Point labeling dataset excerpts

--- --- ---

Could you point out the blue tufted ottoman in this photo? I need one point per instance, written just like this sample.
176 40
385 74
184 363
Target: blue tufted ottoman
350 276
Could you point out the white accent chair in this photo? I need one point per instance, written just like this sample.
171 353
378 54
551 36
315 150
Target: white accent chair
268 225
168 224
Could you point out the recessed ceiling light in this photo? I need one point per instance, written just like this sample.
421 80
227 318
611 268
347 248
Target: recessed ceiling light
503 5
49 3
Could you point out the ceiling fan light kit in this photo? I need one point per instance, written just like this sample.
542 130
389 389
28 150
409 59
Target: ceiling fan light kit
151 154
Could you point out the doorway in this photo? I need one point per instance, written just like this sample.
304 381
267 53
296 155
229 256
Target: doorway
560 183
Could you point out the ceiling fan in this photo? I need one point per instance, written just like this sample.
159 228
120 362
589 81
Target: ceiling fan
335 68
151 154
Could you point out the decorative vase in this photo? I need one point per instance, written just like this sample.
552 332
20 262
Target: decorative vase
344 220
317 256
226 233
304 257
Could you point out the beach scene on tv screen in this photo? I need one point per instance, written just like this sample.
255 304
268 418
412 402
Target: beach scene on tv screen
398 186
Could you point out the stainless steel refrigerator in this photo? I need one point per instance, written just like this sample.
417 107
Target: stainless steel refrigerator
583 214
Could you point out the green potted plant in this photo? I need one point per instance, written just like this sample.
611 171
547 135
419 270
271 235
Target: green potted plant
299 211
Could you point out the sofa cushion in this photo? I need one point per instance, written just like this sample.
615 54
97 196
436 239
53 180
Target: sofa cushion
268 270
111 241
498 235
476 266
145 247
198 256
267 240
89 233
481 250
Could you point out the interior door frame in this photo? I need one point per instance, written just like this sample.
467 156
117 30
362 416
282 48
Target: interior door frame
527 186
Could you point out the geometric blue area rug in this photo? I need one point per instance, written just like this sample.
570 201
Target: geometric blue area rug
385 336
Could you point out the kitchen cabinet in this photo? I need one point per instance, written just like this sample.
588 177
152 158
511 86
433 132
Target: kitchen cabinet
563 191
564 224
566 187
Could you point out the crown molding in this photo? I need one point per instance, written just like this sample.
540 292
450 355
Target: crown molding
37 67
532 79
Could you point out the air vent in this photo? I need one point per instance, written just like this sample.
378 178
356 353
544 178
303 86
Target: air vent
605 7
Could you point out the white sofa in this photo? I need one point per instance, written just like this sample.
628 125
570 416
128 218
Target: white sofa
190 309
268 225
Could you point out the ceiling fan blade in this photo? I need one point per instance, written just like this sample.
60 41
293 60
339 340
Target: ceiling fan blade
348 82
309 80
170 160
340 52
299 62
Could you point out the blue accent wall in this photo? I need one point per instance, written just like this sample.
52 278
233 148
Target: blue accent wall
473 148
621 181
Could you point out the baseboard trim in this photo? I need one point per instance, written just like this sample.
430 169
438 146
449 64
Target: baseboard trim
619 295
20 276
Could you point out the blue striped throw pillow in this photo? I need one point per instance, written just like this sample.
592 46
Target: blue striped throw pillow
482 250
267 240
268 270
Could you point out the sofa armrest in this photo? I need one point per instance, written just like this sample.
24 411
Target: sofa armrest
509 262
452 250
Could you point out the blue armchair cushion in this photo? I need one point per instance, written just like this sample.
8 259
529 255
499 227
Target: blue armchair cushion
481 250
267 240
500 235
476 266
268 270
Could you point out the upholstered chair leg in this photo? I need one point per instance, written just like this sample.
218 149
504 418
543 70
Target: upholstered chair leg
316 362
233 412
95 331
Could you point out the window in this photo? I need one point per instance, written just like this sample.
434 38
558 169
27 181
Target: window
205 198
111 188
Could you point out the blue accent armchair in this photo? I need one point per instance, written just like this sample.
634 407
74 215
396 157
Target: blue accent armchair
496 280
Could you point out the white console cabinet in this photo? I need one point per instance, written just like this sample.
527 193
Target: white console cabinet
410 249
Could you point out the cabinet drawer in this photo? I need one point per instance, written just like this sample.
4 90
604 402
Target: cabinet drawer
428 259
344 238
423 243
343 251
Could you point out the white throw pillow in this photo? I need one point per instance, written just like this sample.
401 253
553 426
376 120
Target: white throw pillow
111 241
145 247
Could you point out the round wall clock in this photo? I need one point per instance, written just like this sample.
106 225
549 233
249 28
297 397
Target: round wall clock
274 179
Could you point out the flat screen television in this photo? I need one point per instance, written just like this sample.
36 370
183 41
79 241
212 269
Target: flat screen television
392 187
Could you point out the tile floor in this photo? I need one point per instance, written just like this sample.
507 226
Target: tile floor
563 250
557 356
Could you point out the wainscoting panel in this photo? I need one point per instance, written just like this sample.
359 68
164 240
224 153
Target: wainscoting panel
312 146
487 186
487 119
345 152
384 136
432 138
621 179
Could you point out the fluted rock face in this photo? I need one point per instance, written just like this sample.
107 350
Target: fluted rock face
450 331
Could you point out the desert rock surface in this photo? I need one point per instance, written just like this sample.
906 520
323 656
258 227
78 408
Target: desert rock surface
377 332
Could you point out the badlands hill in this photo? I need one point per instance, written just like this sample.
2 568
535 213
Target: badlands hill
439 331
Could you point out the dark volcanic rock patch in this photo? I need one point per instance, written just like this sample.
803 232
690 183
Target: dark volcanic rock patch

--- --- ---

#### THE TASK
Copy out the whole listing exactly.

#### RIGHT ANSWER
Could you point out the blue tufted ottoman in this photo? I need one point per instance, written just like this sample.
176 40
385 74
184 363
Target: blue tufted ottoman
350 276
Could you point out the white accent chair in this photo? I need one point per instance, written just like this sample.
171 353
378 54
551 36
315 150
Target: white accent chair
268 225
168 224
Could you point out the recessed ceiling light in this photo? I need one point per instance, written just like this sample.
421 80
227 318
611 268
347 248
Target: recessed ceiling light
503 5
49 3
Could you point out the ceiling fan light kit in this photo? I need one point per instance, written just like this sample.
542 130
389 389
28 150
409 59
Target: ceiling fan light kit
151 154
Could you point out the doorway in this photo? I need one point per instance, written just like this sample.
304 381
267 53
296 155
229 256
Target: doorway
560 183
Could you point out the ceiling fan in this photo? I need one point per instance, written just like this sample.
159 228
120 362
589 81
Target: ceiling fan
335 68
151 154
Could you point out the decorative vase in this photo? I need one point per instance, written just like this sample.
552 332
20 262
Target: decorative vase
344 220
317 256
226 233
304 257
Could you point out the beach scene on tv screen in this photo? I need one point per instance, written just like this sample.
255 304
268 418
412 402
Target: beach scene on tv screen
398 186
Could you point out the stainless steel refrigerator in this photo? I need one point per instance, written just like this sample.
417 107
Target: stainless steel refrigerator
583 214
Could you point out the green potted plant in this photo? I need one point per instance, written just like this sample.
611 171
547 135
419 270
271 235
Target: green potted plant
299 211
Could you point out the sofa cushion in this photo? I need one point per instance, written just like this sample.
615 54
97 196
436 239
53 180
Target: sofa cushion
268 270
111 241
498 235
476 266
145 247
198 256
267 240
89 233
481 250
Could you point out the interior door frame in this photo? I need one point per instance, written just like this sample.
467 156
117 30
362 416
282 48
Target: interior door frame
527 186
Could you point out the geometric blue area rug in this photo? I need one point per instance, written just like this sample.
570 201
Target: geometric blue area rug
385 336
Could you point out the kitchen cabinet in this photo? I need one point per instance, written just like this sample.
588 177
152 158
511 86
433 132
Target: kitchen cabinet
563 191
564 224
566 187
Could you point out the crown molding in this photo? I need one point per instance, written just like this sample.
540 292
450 355
Target: crown molding
37 67
532 79
Could you point out the air vent in this photo? I need one point per instance, written just like this sample.
378 178
356 353
544 178
303 86
Target: air vent
605 7
Could you point out the white sofa in this photo? I need one point per instance, written just like this sample.
628 125
570 416
128 218
Target: white sofa
190 309
268 225
Could you point out the ceiling fan blade in this photo? I need one point per instance, written just like this sample.
60 41
293 60
339 340
Target: ceiling fan blade
348 82
309 80
170 160
340 52
299 62
Could you point out the blue accent wall in this photo? I need one point per instance, written just like this sample.
52 278
233 148
Target: blue accent wall
473 148
621 181
Could you point out the baseboard trim in this photo? I need one point per instance, written just like this sample.
430 169
438 146
449 64
Target: baseboard trim
619 295
20 276
Could you point out the blue striped throw pillow in this photo? I need one point per instance, written just like this sample.
592 46
Target: blue striped throw pillow
482 250
267 240
268 270
Could you point out the sofa armrest in this photo? I need one point per instance, written just like this sample.
24 411
Target: sofa armrest
509 262
452 250
Could you point out the blue armchair cushion in this photo? I need one point per instance, written just like this sample.
8 259
529 255
499 227
Target: blue armchair cushion
481 250
267 240
500 235
476 266
268 270
Could you point out the upholstered chair leg in this photo? I need one point per instance, written just like this sample.
218 149
504 418
543 70
Target: upholstered chair leg
316 362
233 412
95 331
Could you point out the window in this photo? I need one point per instance, written just like this sample.
434 38
558 169
27 181
Target: window
205 198
111 188
Could you point out the blue accent armchair in this photo? I need one point per instance, written just like this sample.
634 407
74 215
396 157
Target: blue accent armchair
496 280
Could you point out the white console cabinet in this photo? I need one point per instance, written just like this sample.
527 193
Target: white console cabinet
410 249
Could you point out the cabinet drawer in this photo? I need one point per instance, written just like this sample.
4 90
604 402
Target: cabinet drawer
428 259
344 238
423 243
343 251
Could you point out the white throw pillow in this photo? I need one point per instance, written just like this sample.
401 253
553 426
376 120
Target: white throw pillow
111 241
145 247
Could you point out the round wall clock in this photo? I need one point per instance, written just like this sample.
106 225
549 233
249 28
297 397
Target: round wall clock
274 179
Could you point out the flat screen television in this photo? I need one point per instance, written just like this sample.
36 370
183 41
79 241
212 269
Target: flat screen television
392 187
Could you point out the tile floor in this photo? I need one point per instance, written just like this sample.
507 226
Target: tile floor
563 250
557 356
Could you point out the wainscoting panel in this photo? I need one point per instance, written just like this sample.
359 68
164 240
224 153
Target: wainscoting panel
312 146
487 186
487 119
345 152
384 136
432 138
621 179
Could you point out the fluted rock face in this photo? I need one point per instance, written just like this sample.
107 350
Target: fluted rock face
450 331
Could you point out the desert rock surface in this photo? I need one point per instance, written just like this sample.
906 520
323 656
258 227
78 408
Target: desert rock surface
377 332
Could you point out the badlands hill in this photo? I need one point per instance, written just like this sample.
2 568
535 213
Target: badlands hill
439 331
Could you point out the dark volcanic rock patch in this photo? I need one point per instance, written just like this sample.
803 232
690 183
Target: dark volcanic rock patch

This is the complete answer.